ASSIGNED TASK:
Please return each record exactly as it stands.

DATA LISTING:
# # #

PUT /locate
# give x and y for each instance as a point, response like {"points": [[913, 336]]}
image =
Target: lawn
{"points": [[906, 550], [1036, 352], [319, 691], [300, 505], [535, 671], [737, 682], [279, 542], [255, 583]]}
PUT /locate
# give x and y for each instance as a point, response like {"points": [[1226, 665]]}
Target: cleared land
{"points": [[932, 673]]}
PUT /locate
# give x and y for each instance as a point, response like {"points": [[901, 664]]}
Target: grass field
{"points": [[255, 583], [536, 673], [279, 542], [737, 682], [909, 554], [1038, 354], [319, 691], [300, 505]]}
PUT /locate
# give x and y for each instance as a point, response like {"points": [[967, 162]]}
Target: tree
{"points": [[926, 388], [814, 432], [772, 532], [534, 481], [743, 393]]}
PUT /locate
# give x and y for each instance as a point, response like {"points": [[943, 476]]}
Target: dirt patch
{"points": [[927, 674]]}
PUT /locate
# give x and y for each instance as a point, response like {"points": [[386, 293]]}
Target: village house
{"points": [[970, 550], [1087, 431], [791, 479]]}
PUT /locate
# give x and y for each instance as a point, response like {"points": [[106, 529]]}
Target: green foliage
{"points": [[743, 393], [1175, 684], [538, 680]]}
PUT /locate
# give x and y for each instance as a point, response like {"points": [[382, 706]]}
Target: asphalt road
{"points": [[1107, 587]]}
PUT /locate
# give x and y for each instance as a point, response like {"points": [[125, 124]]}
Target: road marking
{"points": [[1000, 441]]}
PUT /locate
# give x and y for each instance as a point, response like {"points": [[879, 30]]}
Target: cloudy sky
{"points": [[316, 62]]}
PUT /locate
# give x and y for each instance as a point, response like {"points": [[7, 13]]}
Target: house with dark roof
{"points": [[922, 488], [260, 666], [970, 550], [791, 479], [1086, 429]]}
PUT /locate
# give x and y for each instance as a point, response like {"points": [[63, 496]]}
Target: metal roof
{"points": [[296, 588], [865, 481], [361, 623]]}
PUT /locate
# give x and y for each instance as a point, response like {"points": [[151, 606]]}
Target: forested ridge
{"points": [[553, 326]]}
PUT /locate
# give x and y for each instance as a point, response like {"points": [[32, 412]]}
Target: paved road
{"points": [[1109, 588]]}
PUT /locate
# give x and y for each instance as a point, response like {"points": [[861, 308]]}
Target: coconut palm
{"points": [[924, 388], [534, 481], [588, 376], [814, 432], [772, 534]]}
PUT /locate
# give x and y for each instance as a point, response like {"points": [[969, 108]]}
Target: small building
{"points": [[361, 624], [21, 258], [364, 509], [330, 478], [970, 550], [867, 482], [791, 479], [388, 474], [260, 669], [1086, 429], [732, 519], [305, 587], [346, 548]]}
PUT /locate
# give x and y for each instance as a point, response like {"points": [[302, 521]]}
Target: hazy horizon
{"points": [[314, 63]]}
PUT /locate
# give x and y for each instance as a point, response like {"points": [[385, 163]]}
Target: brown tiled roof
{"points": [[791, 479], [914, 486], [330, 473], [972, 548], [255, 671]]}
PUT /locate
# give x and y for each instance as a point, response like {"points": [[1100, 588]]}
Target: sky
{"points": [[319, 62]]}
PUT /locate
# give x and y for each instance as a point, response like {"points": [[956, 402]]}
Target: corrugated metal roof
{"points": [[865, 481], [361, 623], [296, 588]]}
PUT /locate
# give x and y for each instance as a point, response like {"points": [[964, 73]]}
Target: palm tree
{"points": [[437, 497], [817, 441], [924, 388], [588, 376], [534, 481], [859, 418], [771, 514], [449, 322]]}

# # #

EXPECTED OUTPUT:
PUT /locate
# give x and y for each instance as a point, response like {"points": [[913, 336]]}
image =
Target: lawn
{"points": [[906, 550], [1036, 352], [319, 691], [300, 505], [535, 671], [737, 682], [279, 542], [255, 583]]}
PUT /locate
# give x and y for each instance as a point, response like {"points": [[1226, 665]]}
Target: cleared land
{"points": [[932, 673]]}
PUT /locate
# give x and y for each instance as a point, response like {"points": [[901, 664]]}
Target: grass field
{"points": [[255, 583], [536, 673], [279, 542], [737, 682], [909, 554], [1038, 354], [319, 691], [300, 505]]}
PUT /locate
# give x and y for each instance as a point, response like {"points": [[967, 162]]}
Target: tree
{"points": [[926, 388], [814, 432], [772, 532], [534, 481], [743, 393]]}
PUT /locate
# give x and y for each instance as a point, response like {"points": [[943, 476]]}
Target: dirt patch
{"points": [[927, 674]]}
PUT /locate
# give x and y for each instance as a point, response like {"points": [[386, 293]]}
Target: village house
{"points": [[970, 550], [1087, 431], [791, 479]]}
PUT /locate
# give x and y for each instance as a point, response like {"points": [[106, 529]]}
Target: green foliage
{"points": [[743, 393], [1175, 684], [538, 680]]}
PUT /locate
# give x and y for each instance as a point, response like {"points": [[382, 706]]}
Target: asphalt road
{"points": [[1107, 587]]}
PUT /locate
# give x and y for each instance as a point, response like {"points": [[125, 124]]}
Target: road marking
{"points": [[1000, 441]]}
PUT /locate
# give x and y for each instance as a point, response like {"points": [[879, 30]]}
Target: cloudy sky
{"points": [[316, 62]]}
PUT /locate
# give x and y for each instance as a point, response like {"points": [[7, 13]]}
Target: house with dark roof
{"points": [[922, 488], [260, 666], [970, 550], [791, 479], [1086, 429]]}
PUT /locate
# give x and y for each instance as a point, response like {"points": [[63, 496]]}
Target: metal roof
{"points": [[296, 588], [865, 481], [361, 623]]}
PUT /locate
# give x and y for each instance as a point, response like {"points": [[151, 606]]}
Target: forested ridge
{"points": [[553, 326]]}
PUT /locate
# give x and y for each instance as a point, response like {"points": [[32, 412]]}
Target: paved road
{"points": [[1109, 588]]}
PUT /locate
# give x and y for each instance as a point, response like {"points": [[861, 308]]}
Target: coconut palm
{"points": [[924, 388], [534, 481], [588, 376], [814, 432], [772, 534]]}
PUT /locate
# give x and y for each instance as a point, response like {"points": [[969, 108]]}
Target: small building
{"points": [[361, 624], [21, 258], [364, 509], [330, 478], [970, 550], [867, 482], [791, 479], [388, 474], [260, 669], [1086, 429], [732, 519], [305, 587], [346, 548]]}
PUT /locate
# give x and y for each instance as a point, response like {"points": [[302, 521]]}
Target: hazy horizon
{"points": [[314, 63]]}
PUT /locate
# give x and y for each instance as a point, response like {"points": [[385, 163]]}
Target: brown tiled roof
{"points": [[791, 479], [914, 486], [330, 473], [972, 548], [255, 671]]}
PUT /locate
# give x and y for each instance as a point, response like {"points": [[1100, 588]]}
Target: sky
{"points": [[319, 62]]}
PUT /locate
# give x and y for each instance as a point, response like {"points": [[956, 402]]}
Target: corrugated metal roof
{"points": [[865, 481], [361, 623], [296, 588]]}
PUT /locate
# give x and y for each instance as a point, response like {"points": [[964, 73]]}
Target: palm tree
{"points": [[437, 497], [817, 441], [924, 388], [588, 376], [534, 481], [859, 418], [771, 514], [449, 322]]}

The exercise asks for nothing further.